## Seçilen metin
□ □ □ □ □ □ □

1. İçeriğe git
  2. Ana menüye git
  3. DW'nin diğer sayfalarına git

Karadeniz’in derinleri Türkiye’ye ne sunuyor?

21 Ağustos 2020

Karadeniz’de bulunan doğal gaz rezervi enerji uzmanlarına göre Türkiye için önemli bir başarı ve arkası gelebilir. Ekonomistler ise kapasite, üretim ve piyasa koşulları dikkate alındığında iyimser bir tablo çizmiyor.

https://p.dw.com/p/3hJT8
Fotoğraf: Reuters/Presidential Press Office

Türkiye'nin Karadeniz'de doğal gaz rezervi bulduğunu açıklaması, derin denizlerde gaz bulunabilmesi yeteneğinin gerçekleştirilmesi açısından enerji sektöründe önemli bir gelişme olarak görülürken, rezervin ekonomik açıdan Türkiye’ye neler sunacağını sürecin göstereceği belirtiliyor.

Cumhurbaşkanı Recep Tayyip Erdoğan, bugün yaptığı açıklamada  Karadeniz'de sondaj faaliyetlerinde bulunan Fatih gemisinin Tuna 1 kuyusunda 320 milyar metreküplük doğal gaz rezervi keşfettiğini bildirdi.

Erdoğan, "Türkiye, tarihinin en büyük doğal gaz keşfini Karadeniz'de gerçekleştirdi" derken, enerji uzmanları da bu keşfin Türkiye için önemli olduğu noktasında birleşiyor.

Türkiye Petrolleri Anonim Ortaklığı (TPAO) verilerine göre,  Türkiye’nin doğal gaz tüketiminde dışa bağımlılık oranı petrole göre daha yüksek durumda. Türkiye doğal gaz tüketiminin yaklaşık yüzde 98,9’unu ithalatla karşılıyor. Türkiye’de 2019 yılında yaklaşık 45,7 milyar metreküp doğal gaz tüketilirken, bu rakamın sadece yüzde 1,06’sı ülke içi üretim ile karşılandı.

Bu kapsamda 2019 yılında Türkiye’nin doğal gaz ithal ettiği ülkeler sırasıyla Rusya, Azerbaycan, İran, Cezayir, Katar, Nijerya ve ABD olarak sıralanıyor.

□ □ □ □ □ □ □

## Veri kümesi öğeleri
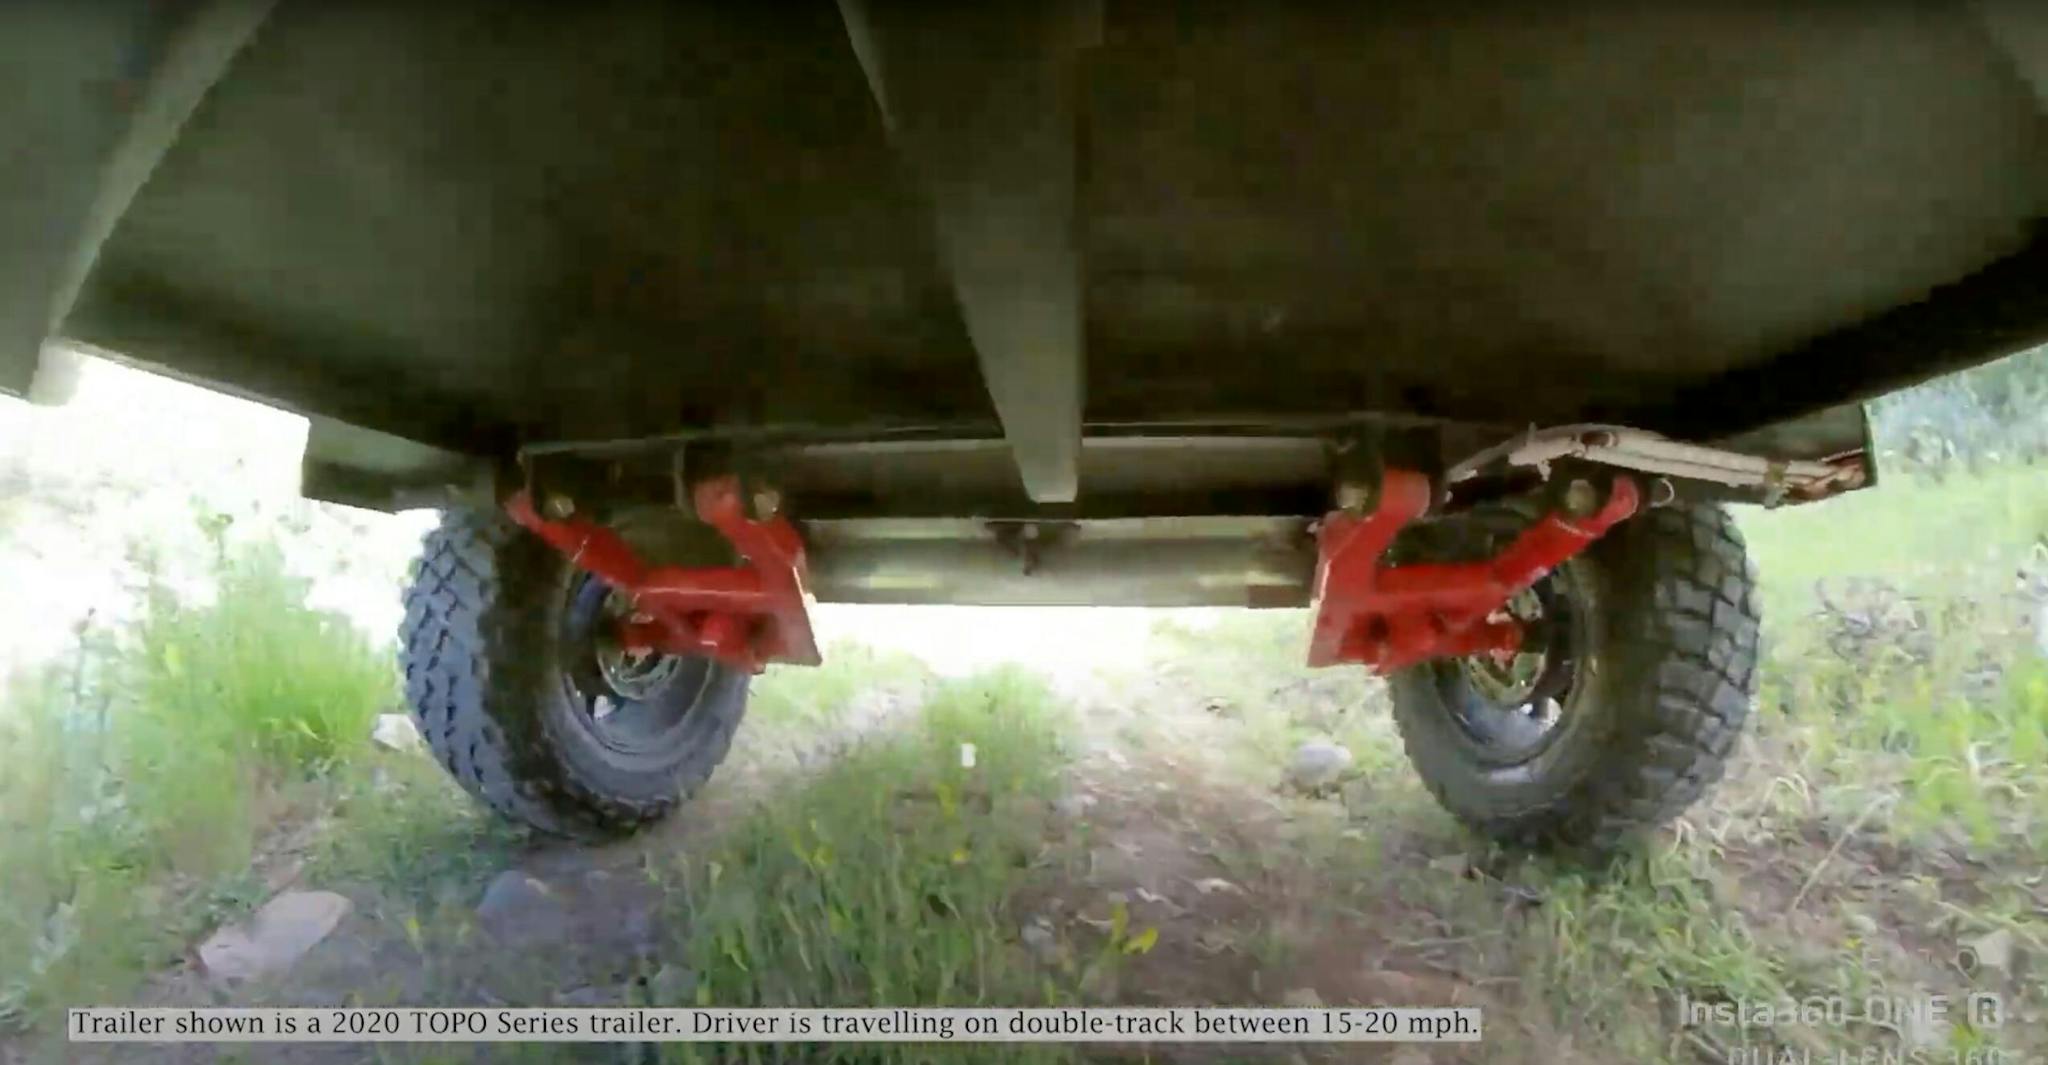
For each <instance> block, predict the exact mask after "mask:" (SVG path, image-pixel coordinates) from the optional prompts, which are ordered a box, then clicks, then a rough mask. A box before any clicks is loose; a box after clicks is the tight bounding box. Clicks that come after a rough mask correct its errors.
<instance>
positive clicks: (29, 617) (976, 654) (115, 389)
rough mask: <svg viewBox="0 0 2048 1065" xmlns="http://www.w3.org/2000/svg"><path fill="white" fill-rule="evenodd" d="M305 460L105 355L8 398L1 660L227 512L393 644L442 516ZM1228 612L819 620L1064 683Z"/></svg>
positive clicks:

□ □ □ □ □ □ □

## Görev 1
Karadeniz doğal gaz haberine göre Türkiye 2019 yılında yaklaşık ne kadar doğal gaz tüketti?
## Görev 2
Karadeniz doğal gaz haberindeki bölümü "Karadeniz’in derinleri Türkiye’ye" ifadesinden "rezervi keşfettiğini bildirdi." ifadesine kadar aynen aktarın.
## Görev 3
Karadeniz doğal gaz haberini kaldığı yerden devam ettirin.
Öğelerin seçilen metinle hiçbir ilgisi yoktur.

## Yanıt 1
Yaklaşık 45,7 milyar metreküp.

## Yanıt 2
Karadeniz’in derinleri Türkiye’ye ne sunuyor?

21 Ağustos 2020

Karadeniz’de bulunan doğal gaz rezervi enerji uzmanlarına göre Türkiye için önemli bir başarı ve arkası gelebilir. Ekonomistler ise kapasite, üretim ve piyasa koşulları dikkate alındığında iyimser bir tablo çizmiyor.

https://p.dw.com/p/3hJT8
Fotoğraf: Reuters/Presidential Press Office

Türkiye'nin Karadeniz'de doğal gaz rezervi bulduğunu açıklaması, derin denizlerde gaz bulunabilmesi yeteneğinin gerçekleştirilmesi açısından enerji sektöründe önemli bir gelişme olarak görülürken, rezervin ekonomik açıdan Türkiye’ye neler sunacağını sürecin göstereceği belirtiliyor.

Cumhurbaşkanı Recep Tayyip Erdoğan, bugün yaptığı açıklamada  Karadeniz'de sondaj faaliyetlerinde bulunan Fatih gemisinin Tuna 1 kuyusunda 320 milyar metreküplük doğal gaz rezervi keşfettiğini bildirdi.

## Yanıt 3
DW Türkçe’ye konuşan enerji uzmanı Hormuz Straits Partnership Direktörü Serkan Şahin, konuya sadece Türkiye’nin gaz ihtiyacı açısından bakmamak gerektiğini söyleyerek, “320 milyar metre küp sektör için büyük bir sayı. 2012’de Exon’un Romanya’da bulduğu ve herkesin ‘vay be’ dediği miktar 120 milyar metreküptü. Biz şu an bunun üç katını konuşuyoruz” diyor.

(Sembolik fotoğraf)
(Sembolik fotoğraf)Fotoğraf: AP

Şahin, teknik ve ekonomik olarak bu rezervin ne kadar üretilebilir olduğu hususunun ayrı olduğunu belirterek, “Bence asıl önemli olan husus bir kez bulunmuş olması. Çünkü bir kere bulduysan devamı gelir. Genelde bu işin birincisi zordur. Şu anda TPAO derin deniz aramalarında bir başarıya ulaştı ve ne yaparsa başarıya ulaştığını artık biliyor, bu daha önce bilinmiyordu” yorumunu yapıyor.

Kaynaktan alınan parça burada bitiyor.